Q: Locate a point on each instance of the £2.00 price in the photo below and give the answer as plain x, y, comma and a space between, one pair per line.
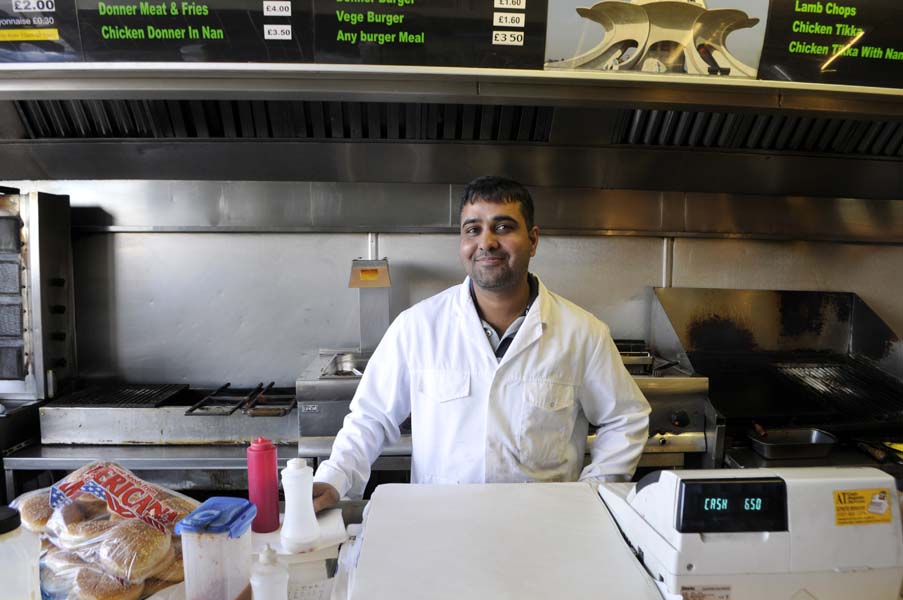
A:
34, 6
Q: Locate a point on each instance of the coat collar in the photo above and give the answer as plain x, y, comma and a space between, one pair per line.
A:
530, 330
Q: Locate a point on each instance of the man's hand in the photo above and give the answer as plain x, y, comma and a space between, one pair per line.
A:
325, 496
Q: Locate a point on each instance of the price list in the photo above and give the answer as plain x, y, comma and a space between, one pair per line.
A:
843, 41
38, 31
463, 33
509, 25
196, 30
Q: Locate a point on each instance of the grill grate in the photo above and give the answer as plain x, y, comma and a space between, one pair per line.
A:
122, 396
854, 391
760, 131
278, 119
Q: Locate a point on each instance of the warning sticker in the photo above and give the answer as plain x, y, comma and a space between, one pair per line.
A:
861, 507
706, 592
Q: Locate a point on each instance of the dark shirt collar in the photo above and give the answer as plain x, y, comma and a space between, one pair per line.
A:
534, 292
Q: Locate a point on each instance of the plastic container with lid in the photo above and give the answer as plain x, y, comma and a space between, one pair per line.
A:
20, 554
300, 530
269, 579
263, 485
216, 548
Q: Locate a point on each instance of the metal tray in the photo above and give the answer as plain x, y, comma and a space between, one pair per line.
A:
792, 443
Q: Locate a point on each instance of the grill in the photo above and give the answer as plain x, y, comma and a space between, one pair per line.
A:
857, 392
122, 396
790, 358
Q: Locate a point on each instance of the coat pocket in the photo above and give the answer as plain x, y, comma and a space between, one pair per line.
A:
548, 416
442, 385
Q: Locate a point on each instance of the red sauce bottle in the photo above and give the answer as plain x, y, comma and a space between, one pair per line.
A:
263, 485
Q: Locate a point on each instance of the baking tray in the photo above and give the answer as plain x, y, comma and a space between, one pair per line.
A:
792, 443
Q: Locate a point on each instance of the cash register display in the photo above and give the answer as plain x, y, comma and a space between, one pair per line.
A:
732, 505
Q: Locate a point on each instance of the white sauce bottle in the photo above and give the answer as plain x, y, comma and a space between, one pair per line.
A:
269, 579
300, 529
20, 553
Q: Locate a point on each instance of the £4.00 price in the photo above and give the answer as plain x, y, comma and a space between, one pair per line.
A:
277, 8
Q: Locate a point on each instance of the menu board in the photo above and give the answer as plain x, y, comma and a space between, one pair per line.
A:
820, 41
196, 30
38, 31
465, 33
845, 41
471, 33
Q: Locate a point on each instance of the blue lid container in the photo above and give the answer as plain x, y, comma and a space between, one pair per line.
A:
219, 515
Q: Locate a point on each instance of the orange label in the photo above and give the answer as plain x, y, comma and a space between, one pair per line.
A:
29, 35
861, 507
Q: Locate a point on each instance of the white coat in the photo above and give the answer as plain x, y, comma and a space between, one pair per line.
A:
475, 419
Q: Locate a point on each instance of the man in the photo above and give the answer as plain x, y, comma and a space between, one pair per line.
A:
500, 376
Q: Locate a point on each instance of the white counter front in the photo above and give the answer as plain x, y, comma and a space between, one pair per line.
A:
517, 541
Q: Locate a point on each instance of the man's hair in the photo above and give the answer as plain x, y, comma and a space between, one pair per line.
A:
499, 190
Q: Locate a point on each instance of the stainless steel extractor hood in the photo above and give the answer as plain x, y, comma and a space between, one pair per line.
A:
420, 125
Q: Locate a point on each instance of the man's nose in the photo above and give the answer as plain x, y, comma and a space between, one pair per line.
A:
488, 240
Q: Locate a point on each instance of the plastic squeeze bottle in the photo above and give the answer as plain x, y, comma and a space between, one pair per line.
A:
269, 579
263, 485
300, 529
20, 551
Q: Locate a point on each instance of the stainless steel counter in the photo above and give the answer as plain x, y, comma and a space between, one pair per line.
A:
658, 444
135, 458
661, 451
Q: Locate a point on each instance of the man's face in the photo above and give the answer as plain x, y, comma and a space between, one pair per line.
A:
496, 245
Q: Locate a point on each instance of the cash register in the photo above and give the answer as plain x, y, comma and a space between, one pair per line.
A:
753, 534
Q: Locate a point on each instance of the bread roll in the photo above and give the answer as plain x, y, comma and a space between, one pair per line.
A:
91, 506
84, 532
35, 511
174, 572
133, 550
62, 560
152, 586
91, 584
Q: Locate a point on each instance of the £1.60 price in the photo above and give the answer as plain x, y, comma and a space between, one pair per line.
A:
508, 19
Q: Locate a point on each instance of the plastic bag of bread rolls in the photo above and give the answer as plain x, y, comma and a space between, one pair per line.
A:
108, 535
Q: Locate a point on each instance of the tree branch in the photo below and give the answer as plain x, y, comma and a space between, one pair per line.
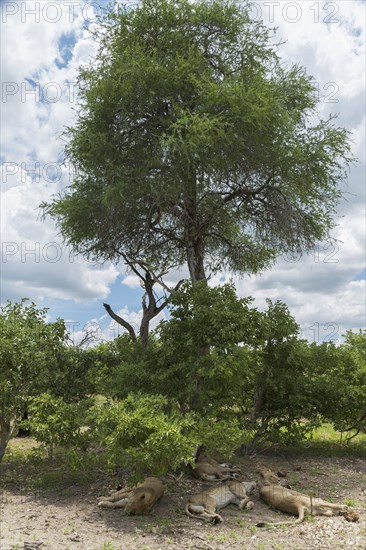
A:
121, 322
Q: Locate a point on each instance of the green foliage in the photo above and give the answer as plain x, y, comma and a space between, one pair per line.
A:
54, 422
28, 353
195, 144
144, 433
341, 378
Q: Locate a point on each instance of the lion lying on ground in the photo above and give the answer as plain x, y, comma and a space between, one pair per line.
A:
208, 469
204, 505
292, 502
137, 501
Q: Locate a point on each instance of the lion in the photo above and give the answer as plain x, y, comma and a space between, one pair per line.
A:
292, 502
137, 501
208, 469
204, 505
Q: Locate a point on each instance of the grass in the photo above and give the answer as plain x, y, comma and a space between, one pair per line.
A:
325, 441
27, 466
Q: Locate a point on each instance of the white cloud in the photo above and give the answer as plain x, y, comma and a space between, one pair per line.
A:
328, 38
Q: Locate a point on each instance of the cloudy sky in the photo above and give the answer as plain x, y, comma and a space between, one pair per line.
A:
42, 45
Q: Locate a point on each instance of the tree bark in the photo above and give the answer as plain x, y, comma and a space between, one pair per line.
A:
121, 322
5, 435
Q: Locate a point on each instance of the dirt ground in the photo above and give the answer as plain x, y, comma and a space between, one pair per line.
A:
69, 519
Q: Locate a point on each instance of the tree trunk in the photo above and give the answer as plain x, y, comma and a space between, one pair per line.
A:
5, 435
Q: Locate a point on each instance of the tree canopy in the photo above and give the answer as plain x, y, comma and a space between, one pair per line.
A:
194, 144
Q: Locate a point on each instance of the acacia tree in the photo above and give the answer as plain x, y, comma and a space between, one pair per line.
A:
28, 360
194, 144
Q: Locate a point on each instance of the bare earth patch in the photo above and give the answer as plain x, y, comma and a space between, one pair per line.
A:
69, 519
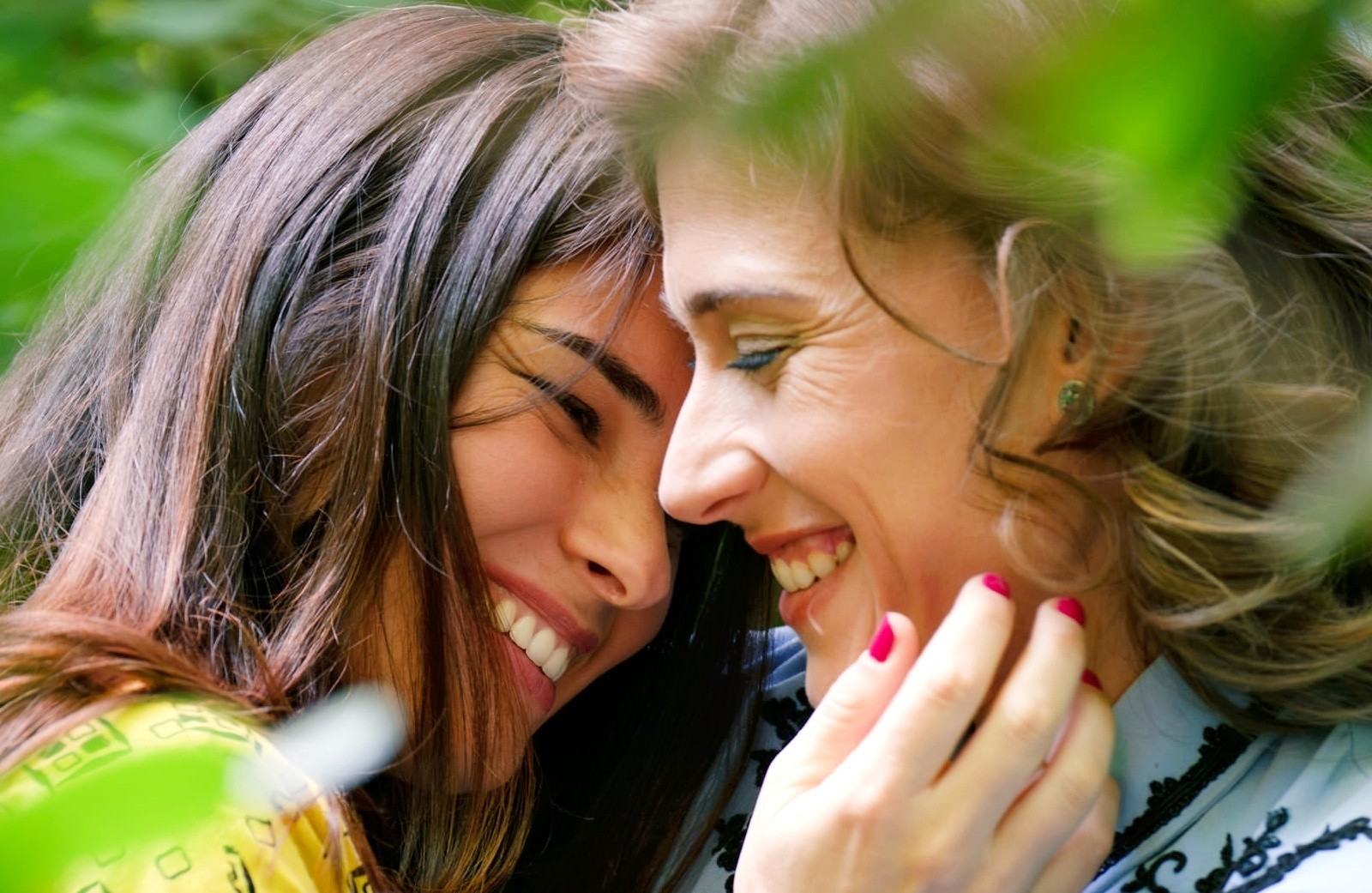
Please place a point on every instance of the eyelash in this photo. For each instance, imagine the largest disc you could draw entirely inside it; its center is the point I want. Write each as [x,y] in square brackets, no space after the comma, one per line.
[582,414]
[758,359]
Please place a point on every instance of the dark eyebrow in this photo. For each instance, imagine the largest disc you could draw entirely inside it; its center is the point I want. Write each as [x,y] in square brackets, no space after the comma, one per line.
[708,300]
[621,376]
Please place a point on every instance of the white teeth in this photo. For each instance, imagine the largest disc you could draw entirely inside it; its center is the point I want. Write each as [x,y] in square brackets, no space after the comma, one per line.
[523,631]
[539,641]
[797,575]
[822,564]
[542,646]
[556,666]
[505,613]
[781,570]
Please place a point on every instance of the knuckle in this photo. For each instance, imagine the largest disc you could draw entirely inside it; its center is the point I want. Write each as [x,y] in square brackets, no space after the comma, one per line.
[864,808]
[1077,790]
[943,867]
[951,689]
[1031,725]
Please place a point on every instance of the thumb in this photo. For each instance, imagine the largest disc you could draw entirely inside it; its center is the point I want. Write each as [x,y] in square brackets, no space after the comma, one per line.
[850,709]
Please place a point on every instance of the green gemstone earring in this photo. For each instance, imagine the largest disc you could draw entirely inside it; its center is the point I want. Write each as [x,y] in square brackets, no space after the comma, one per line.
[1076,402]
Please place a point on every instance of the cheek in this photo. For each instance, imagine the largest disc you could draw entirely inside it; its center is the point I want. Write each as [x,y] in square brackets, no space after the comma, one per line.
[512,475]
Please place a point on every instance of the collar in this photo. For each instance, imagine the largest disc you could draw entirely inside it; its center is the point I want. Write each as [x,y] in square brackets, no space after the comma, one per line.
[1172,756]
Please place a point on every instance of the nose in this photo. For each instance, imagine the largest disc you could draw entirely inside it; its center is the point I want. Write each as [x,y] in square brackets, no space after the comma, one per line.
[708,472]
[619,542]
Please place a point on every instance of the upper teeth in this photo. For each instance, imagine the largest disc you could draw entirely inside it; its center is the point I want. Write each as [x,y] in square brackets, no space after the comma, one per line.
[527,630]
[797,575]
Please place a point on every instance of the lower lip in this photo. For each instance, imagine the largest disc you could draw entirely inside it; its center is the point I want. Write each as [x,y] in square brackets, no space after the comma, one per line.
[796,608]
[532,678]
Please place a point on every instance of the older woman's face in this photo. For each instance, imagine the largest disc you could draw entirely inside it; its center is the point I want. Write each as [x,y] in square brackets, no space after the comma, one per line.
[836,437]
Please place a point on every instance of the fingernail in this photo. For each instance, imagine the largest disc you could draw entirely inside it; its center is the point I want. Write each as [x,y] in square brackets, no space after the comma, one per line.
[996,583]
[1074,609]
[880,648]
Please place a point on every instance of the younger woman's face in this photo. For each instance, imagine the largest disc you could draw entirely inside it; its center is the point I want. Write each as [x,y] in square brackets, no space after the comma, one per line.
[559,442]
[563,496]
[836,437]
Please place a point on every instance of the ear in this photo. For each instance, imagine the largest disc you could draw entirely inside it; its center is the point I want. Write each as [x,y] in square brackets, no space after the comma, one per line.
[1056,364]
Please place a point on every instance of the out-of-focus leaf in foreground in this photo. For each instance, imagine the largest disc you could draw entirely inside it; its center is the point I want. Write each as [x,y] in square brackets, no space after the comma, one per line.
[1145,112]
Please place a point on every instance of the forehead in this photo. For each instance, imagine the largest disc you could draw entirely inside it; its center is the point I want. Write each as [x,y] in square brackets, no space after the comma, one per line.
[574,298]
[731,219]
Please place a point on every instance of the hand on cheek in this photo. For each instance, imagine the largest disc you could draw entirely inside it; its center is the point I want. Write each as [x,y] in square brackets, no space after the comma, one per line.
[869,797]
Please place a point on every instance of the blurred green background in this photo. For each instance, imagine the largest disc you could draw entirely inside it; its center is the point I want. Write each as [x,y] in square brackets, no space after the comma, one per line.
[93,91]
[1152,98]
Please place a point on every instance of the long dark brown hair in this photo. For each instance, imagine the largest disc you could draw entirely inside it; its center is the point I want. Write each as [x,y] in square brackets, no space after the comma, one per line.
[244,401]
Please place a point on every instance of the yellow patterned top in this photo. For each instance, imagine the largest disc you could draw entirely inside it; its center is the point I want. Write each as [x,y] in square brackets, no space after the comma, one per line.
[306,851]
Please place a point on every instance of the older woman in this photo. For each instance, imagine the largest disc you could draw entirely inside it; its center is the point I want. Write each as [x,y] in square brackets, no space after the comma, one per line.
[907,375]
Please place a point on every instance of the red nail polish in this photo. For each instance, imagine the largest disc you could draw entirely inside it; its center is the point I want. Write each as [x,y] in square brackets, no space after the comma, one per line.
[880,648]
[1074,609]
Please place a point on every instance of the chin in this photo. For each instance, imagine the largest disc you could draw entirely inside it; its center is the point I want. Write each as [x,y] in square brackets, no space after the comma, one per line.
[818,678]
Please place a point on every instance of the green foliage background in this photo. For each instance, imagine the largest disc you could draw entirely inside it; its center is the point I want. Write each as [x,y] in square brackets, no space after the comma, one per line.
[93,91]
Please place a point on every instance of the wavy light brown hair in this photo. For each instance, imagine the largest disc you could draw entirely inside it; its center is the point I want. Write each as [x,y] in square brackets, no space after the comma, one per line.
[1243,359]
[244,400]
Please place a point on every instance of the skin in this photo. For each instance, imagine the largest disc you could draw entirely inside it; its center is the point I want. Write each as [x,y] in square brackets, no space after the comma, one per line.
[563,510]
[813,410]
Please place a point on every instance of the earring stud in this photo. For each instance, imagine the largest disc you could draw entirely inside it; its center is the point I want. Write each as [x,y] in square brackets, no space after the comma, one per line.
[1076,402]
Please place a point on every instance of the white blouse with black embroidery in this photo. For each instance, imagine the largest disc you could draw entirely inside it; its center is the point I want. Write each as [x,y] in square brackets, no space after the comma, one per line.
[1204,808]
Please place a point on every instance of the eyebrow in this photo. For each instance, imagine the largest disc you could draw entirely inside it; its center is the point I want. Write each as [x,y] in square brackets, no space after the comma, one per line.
[713,299]
[621,376]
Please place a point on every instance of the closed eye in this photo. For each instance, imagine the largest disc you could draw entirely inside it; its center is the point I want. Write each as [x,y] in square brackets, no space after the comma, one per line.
[752,361]
[583,414]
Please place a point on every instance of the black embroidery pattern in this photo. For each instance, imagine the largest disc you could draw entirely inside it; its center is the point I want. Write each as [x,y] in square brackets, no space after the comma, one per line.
[1220,746]
[785,715]
[1255,863]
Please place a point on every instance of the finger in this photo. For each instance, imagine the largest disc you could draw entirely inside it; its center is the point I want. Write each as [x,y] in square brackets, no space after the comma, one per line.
[1079,860]
[930,712]
[850,708]
[1010,746]
[1063,806]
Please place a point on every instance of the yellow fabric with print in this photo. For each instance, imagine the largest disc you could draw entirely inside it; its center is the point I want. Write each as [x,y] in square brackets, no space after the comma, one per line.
[238,852]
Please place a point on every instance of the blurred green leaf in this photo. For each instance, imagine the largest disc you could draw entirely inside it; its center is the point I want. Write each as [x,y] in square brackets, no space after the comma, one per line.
[1152,106]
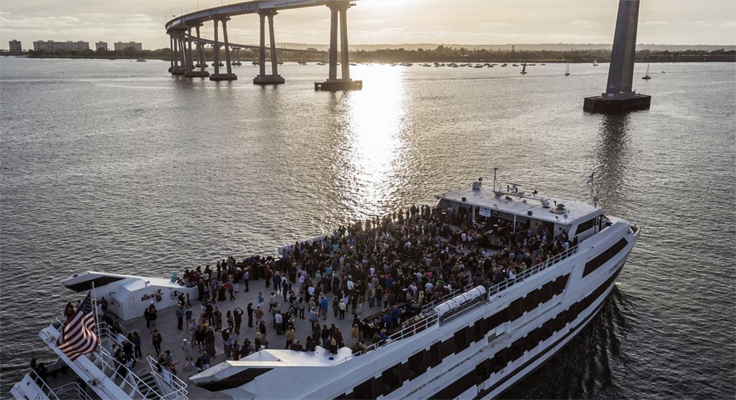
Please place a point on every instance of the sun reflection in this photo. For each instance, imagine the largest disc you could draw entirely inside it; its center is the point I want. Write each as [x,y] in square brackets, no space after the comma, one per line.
[375,120]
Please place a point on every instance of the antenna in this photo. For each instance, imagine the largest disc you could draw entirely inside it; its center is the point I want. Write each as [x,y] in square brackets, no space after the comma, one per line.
[494,178]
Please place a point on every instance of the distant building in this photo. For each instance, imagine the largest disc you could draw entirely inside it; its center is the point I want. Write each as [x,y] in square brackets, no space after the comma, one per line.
[68,46]
[15,46]
[119,46]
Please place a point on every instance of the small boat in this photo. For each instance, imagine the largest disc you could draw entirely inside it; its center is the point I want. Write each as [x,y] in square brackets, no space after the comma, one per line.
[646,76]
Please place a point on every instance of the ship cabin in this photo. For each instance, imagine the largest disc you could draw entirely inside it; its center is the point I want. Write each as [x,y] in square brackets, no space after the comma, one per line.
[488,209]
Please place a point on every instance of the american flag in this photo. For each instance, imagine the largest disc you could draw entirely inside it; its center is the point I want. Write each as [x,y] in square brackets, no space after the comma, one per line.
[78,333]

------------------------------------------------

* AIM *
Find the line containing "Please place a point on every instance of the distant" in the material above. Print it and every line after it through the end, exactly and only those.

* EXERCISE SOLUTION *
Please place a point on every instance of the distant building in this photo. For each instance, imagine the largest disc you could draw entirely inside it; its center is the point I want. Write each as [x,y] in square brackets, no space after the comma, one per line.
[68,46]
[15,46]
[119,46]
Please place a point on every instance of the small boat in this photo. For each instance, imagine the largest disc you could draw entirely inside it; its center is the point I want. Write each as [x,y] in square brackets, no space after the comma, one per line.
[646,76]
Please place a point on every instance of the ship cabin in this photo. For each instance, imagine the largest disc you could draw entirely inside it; its center is the point I want. Write each as [x,y] in square brackets, no space after the comma, one per line.
[488,209]
Please place a point on every instance of the american flag in this photo. For each instance, imagine the largest disc you could draw entirely inside it; its center is the point I want. Write each as [x,y] in square brackets, no space after the comma, one per line.
[78,333]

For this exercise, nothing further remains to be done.